**EXERCISE DETAILS**
Return all of the data exactly as given.

Coordinate annotation records:
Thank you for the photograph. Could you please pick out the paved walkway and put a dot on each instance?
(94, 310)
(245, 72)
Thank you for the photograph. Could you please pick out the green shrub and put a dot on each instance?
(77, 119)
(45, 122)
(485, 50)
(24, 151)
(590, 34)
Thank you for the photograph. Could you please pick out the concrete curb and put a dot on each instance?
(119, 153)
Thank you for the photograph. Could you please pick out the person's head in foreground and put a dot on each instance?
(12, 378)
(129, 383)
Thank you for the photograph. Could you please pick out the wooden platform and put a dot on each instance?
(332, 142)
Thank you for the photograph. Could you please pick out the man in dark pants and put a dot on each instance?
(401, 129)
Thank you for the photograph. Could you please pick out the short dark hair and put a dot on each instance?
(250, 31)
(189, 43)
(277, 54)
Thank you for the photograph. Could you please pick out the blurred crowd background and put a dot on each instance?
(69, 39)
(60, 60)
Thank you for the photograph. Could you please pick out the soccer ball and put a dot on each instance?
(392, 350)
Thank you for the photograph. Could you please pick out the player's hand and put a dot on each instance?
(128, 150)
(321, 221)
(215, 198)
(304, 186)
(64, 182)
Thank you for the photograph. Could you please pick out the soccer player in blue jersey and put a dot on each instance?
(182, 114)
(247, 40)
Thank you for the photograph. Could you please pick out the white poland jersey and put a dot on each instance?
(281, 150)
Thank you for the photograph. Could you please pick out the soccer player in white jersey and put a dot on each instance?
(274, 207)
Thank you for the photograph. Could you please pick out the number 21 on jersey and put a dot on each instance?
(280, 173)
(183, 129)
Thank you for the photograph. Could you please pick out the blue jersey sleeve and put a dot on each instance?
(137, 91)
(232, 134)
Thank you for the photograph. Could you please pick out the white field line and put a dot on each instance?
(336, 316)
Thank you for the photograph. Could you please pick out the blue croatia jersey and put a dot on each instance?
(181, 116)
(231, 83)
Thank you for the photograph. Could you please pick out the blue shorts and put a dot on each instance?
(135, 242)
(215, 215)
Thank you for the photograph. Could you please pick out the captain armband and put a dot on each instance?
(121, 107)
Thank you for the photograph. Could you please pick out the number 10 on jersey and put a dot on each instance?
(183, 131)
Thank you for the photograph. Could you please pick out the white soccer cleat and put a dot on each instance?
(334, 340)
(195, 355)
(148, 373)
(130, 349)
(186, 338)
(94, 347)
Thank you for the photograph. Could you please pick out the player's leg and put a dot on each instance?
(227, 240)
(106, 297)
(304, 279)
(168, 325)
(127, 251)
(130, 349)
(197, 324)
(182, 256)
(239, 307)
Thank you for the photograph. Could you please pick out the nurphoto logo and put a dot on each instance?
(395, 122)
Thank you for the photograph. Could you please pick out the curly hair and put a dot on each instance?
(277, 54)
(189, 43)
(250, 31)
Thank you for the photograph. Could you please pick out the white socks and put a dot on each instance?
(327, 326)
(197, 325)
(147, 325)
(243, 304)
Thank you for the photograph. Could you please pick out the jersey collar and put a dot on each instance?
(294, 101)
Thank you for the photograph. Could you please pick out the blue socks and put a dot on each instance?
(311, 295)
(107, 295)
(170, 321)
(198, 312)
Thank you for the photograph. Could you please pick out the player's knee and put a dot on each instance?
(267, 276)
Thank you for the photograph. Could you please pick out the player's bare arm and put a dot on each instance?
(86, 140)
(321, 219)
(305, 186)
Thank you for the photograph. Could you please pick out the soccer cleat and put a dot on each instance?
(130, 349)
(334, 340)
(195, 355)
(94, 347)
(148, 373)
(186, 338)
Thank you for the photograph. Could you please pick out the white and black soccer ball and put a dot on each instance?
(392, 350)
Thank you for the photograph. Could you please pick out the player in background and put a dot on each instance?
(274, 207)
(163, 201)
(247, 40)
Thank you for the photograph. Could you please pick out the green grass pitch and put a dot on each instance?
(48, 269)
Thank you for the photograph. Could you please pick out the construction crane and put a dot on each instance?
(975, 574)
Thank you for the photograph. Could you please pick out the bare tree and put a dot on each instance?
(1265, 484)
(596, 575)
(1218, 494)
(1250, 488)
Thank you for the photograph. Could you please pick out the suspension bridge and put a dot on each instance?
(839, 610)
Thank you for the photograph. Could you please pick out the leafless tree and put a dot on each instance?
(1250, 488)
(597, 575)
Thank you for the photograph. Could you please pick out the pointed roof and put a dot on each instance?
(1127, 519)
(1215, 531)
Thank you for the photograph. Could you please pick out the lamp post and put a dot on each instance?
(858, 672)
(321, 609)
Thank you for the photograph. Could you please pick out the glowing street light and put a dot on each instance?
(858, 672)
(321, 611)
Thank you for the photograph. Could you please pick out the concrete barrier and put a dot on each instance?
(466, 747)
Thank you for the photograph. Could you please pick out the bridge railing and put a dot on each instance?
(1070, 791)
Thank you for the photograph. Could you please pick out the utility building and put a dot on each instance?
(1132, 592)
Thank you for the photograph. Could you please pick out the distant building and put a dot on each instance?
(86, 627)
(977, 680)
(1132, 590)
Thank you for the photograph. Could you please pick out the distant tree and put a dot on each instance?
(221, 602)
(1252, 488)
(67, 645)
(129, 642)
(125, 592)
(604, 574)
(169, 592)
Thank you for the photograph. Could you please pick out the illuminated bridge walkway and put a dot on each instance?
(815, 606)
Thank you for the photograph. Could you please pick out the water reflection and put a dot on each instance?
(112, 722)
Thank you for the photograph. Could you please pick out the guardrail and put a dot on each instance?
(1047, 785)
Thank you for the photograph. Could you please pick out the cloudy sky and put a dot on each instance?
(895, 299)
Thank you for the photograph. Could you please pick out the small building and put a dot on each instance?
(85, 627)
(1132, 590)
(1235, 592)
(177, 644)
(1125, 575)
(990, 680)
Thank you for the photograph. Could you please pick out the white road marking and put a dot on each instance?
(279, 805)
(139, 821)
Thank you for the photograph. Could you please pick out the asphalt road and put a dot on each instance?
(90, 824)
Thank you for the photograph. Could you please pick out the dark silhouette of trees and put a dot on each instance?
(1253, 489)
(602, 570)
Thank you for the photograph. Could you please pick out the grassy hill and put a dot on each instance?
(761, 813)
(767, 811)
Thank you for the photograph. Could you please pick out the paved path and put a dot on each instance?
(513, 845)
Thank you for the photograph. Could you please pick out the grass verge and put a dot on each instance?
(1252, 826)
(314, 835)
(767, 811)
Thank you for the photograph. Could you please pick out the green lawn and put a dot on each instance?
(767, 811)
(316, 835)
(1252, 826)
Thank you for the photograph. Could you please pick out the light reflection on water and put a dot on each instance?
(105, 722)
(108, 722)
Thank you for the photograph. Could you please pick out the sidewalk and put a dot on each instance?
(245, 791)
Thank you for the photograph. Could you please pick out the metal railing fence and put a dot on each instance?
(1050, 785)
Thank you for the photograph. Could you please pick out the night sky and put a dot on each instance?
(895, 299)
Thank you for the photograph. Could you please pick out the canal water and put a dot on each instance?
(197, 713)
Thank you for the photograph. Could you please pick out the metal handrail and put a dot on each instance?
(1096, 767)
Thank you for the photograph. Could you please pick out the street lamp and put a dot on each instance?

**THE RESPONSE**
Thank you for the photograph. Could you please pick out the paved walkway and put a dot on each instance?
(94, 310)
(245, 72)
Thank you for the photograph. Could you please pick out the green shrub and put a dot on each instance?
(77, 119)
(45, 122)
(485, 50)
(24, 151)
(590, 34)
Thank you for the photograph. Could you please pick out the concrete curb and put a dot on each instance?
(119, 153)
Thank you for the photograph. Could you please pick out the person's head in foreground and put a dot on each instance?
(12, 378)
(129, 383)
Thank you for the photograph. Could you please pick out the wooden platform and put a dot on each instance?
(332, 142)
Thank you for the photograph. Could you please pick out the man in dark pants and put a dot on each instance?
(401, 129)
Thank you for the photograph. Could you please pick out the short dark hair and put a dot on each instance?
(250, 31)
(189, 43)
(277, 54)
Thank you for the photograph. Could you please pick out the blurred crowd background and put a dot on each instance?
(69, 39)
(60, 60)
Thank you for the photograph. Could you please pick out the soccer ball and put a dot on each instance?
(392, 350)
Thank you for the photograph. Could you please pick out the player's hand and put a dot on each instance?
(128, 150)
(321, 221)
(215, 198)
(304, 186)
(64, 182)
Thank you for the photograph. Could you please pick out the soccer player in blue jersey and put a dot on each instance?
(182, 114)
(247, 40)
Thank you for the photograph. Could you please pick out the white poland jersey and put a dot on each instance?
(281, 150)
Thank you for the photograph. Could you please pick out the soccer player in white jersey and put a dot on each instance?
(274, 207)
Thank you for the photograph. Could you please pick out the number 21 on jersey and put a dot on each instance?
(280, 173)
(183, 129)
Thank you for the photograph. Could you please pick out the blue jersey sleeve and put a dot on each instance?
(137, 91)
(232, 134)
Thank you for the photograph. Could you please pick out the white field line and put a dot on each instance?
(336, 316)
Thank you for the photograph. Could you please pick out the blue croatia jersey and put a dot on each instance?
(181, 116)
(231, 83)
Thank you for the photograph. Could you please pick out the blue shorts and put a dot on each instance?
(135, 242)
(215, 215)
Thank you for the photograph. Could you please pick out the captain armband and put a dot on each instance?
(121, 107)
Thank you for the photograph. Could you please pick out the number 10 on jersey and put a dot on each instance?
(183, 131)
Thank you for the photograph. Could you please pick out the white soccer cleat and put a dot on each instance?
(334, 340)
(195, 355)
(148, 373)
(130, 349)
(186, 338)
(94, 347)
Thank you for the photograph. Could you please pick out the player's leg and put a dot on each instance?
(227, 240)
(106, 297)
(304, 279)
(168, 325)
(127, 251)
(130, 349)
(197, 324)
(182, 256)
(239, 307)
Thank you for the photograph. Could you please pick out the nurphoto logo and put a dot on each instance?
(395, 122)
Thank you for the photograph. Could you please pick out the curly hair and put a dot on each instance?
(277, 54)
(189, 43)
(250, 31)
Thank you for the photograph. Could you please pick out the white socks and put a dot on each instance?
(327, 326)
(197, 325)
(147, 325)
(243, 304)
Thank you for the photograph. Could you please pick out the jersey collar and put a dot on each instance?
(294, 101)
Thank you for the photograph. Could you please pick out the blue socks and put a dot on each instance?
(311, 295)
(107, 295)
(170, 321)
(198, 312)
Thank you for the photograph. Could you please pick out the player's knee and put a dot on each instance?
(267, 276)
Thank you for the photograph. Could you please pick out the player's bare arm and put a dot on each instance?
(86, 140)
(321, 219)
(305, 186)
Thank you for the photograph. Could you please pick out the soccer cleat and put a dot on each instance?
(130, 349)
(334, 340)
(195, 355)
(94, 347)
(148, 373)
(186, 338)
Thank you for the photograph. Could you please pick out the white and black soccer ball and put a dot on each instance?
(392, 350)
Thank you for the photograph. Could you please pick out the player in background and put a dot on each instance?
(274, 207)
(163, 201)
(247, 40)
Thank you for the photograph. Could you please pick out the green grass pitch and put a dot on each instance?
(48, 269)
Thank you for the photograph. Could you please pick out the construction crane and put a dot on each instance?
(975, 574)
Thank you for the photograph. Could you please pick out the bare tree and put a dot on each instance?
(1265, 484)
(596, 575)
(1218, 494)
(1250, 488)
Thank you for the photograph. Could you please pick out the suspension bridge and put a dot on each instance?
(839, 610)
Thank you for the photograph. Could you please pick out the leafless tree and put a dot on each instance?
(1250, 488)
(597, 575)
Thank you for the photograph. Could you please pick out the pointed roof and put a dot on each instance?
(1127, 519)
(1215, 531)
Thank you for the photograph. Could you please pick out the lamp post and put a dot on each instance?
(858, 672)
(321, 609)
Thank you for the photograph. Could you please pick out the glowing street light and put a dot on each instance?
(858, 672)
(321, 611)
Thank you for the photograph. Could you please pick out the concrete barrier and put a dot on each instance?
(466, 747)
Thank you for the photograph. Could you please pick out the bridge railing and put a dot on each instance?
(1070, 791)
Thank you for the photograph. Could you please pick out the utility building and put a dot on each instance?
(1132, 592)
Thank you for the photograph. Could you please pick out the distant building and put a dot on each instance?
(86, 627)
(977, 680)
(1132, 590)
Thank you for the photograph. Could you please pick out the distant tree and put a dot on each instance?
(221, 602)
(1252, 488)
(67, 645)
(129, 642)
(125, 592)
(604, 574)
(169, 592)
Thank you for the photograph. Could you please pick out the illuminated bridge walkway and put a dot on each instance?
(815, 606)
Thank you for the photograph. Could you please pick out the water reflection and put a dot on each instance?
(112, 722)
Thank you for the photograph. Could you please pick out the guardrail and put a dot on each instance?
(1047, 785)
Thank you for the photograph. Could you please pick out the cloudy sky and put a dot on each instance?
(895, 299)
Thank you for the photograph. Could you please pick out the small building and put a dot on each instance?
(85, 627)
(1132, 590)
(1235, 592)
(177, 644)
(1125, 575)
(990, 680)
Thank you for the photograph. Could you please pick out the white road marking and put a dot on each instance?
(279, 805)
(139, 821)
Thank you for the photograph. Could you please pick out the asphalt road and put a dot on each instance?
(90, 824)
Thank you for the photograph. Could you please pick out the dark silhouette of trees and put a dot on each instance?
(1253, 489)
(602, 570)
Thank you for the photograph. Could you please pick out the grassy hill and put a dot on each instance?
(761, 813)
(767, 811)
Thank you for the photograph. Could you please pick out the paved path and put a dot on each instance?
(513, 845)
Thank you for the photograph. Could you please pick out the grass verge and put a dot on each instance?
(1252, 826)
(314, 835)
(767, 811)
Thank you for the photograph. Could you please pick out the green lawn and put a dot on each instance?
(767, 811)
(316, 835)
(1252, 826)
Thank you for the photograph. Could you please pick out the light reflection on water and put a dot on each instance?
(105, 722)
(108, 722)
Thank you for the photograph. Could you please pick out the sidewalk and put a dot on each instance?
(245, 791)
Thank you for the photograph. Could you please pick out the metal railing fence and put a dot on each instance?
(1050, 785)
Thank you for the photograph. Could you please pick out the night sky and put a dot on each instance?
(895, 299)
Thank you for the photograph. Could you please pick out the canal water and put a dot on each instance?
(197, 713)
Thank you for the photograph. Could you please pick out the metal handrail and put a dot on each instance?
(1096, 767)
Thank you for the photograph. Could you please pick out the street lamp and put a dot on each instance?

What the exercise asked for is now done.